A.       Introduction

  1. Judgment was delivered in this proceeding on 28 January 2022 (“the Principal Judgment”).[1]  Final orders are yet to be made.  The plaintiff, Cargill Australia Ltd (“Cargill Australia”), succeeded in a number of its claims against the defendants (“the Viterra Parties”).[2]  As a result, it was found Cargill Australia is entitled to an award of damages.  Further, it was found that the third party claims of the Viterra Parties against the first third party, Cargill, Incorporated, and the second third party, Joe White Maltings Pty Ltd (“Joe White”) (together with Cargill Australia, “the Cargill Parties”), will be dismissed.  Accordingly, as between the Cargill Parties and the Viterra Parties, upon delivery of the Principal Judgment the only remaining task was for Cargill Australia’s loss to be calculated in accordance with the reasons of the Principal Judgment.[3]

    [1]Cargill Australia Ltd v Viterra Malt Pty Ltd (No 28) [2022] VSC 13.

    [2]For a summary of the reasons, see [5332]-[5342].

    [3]In addition to questions relating to interest and costs.

  1. For reasons already explained,[4] the key parties contended in substance that as there was some complexity with respect to the calculation of any loss, if the court were to determine any re-calculation needed to occur based on the findings made concerning loss, then it should refrain from making any such re-calculation without the assistance of the parties.

    [4]Principal Judgment, [4328]-[4334].

= = =

**TASK DIRECTIONS**
Reproduce word for word the part of the judgment introduction that begins with the words "1. For reasons" and ends with "of the parties.". The lines have no connection to the text.

**DATA EXCERPT**

= = =

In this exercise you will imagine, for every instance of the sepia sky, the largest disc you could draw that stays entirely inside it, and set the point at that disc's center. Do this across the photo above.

= = =

**SOLUTION TO THIS TASK**
1. For reasons already explained,[4] the key parties contended in substance that as there was some complexity with respect to the calculation of any loss, if the court were to determine any re-calculation needed to occur based on the findings made concerning loss, then it should refrain from making any such re-calculation without the assistance of the parties.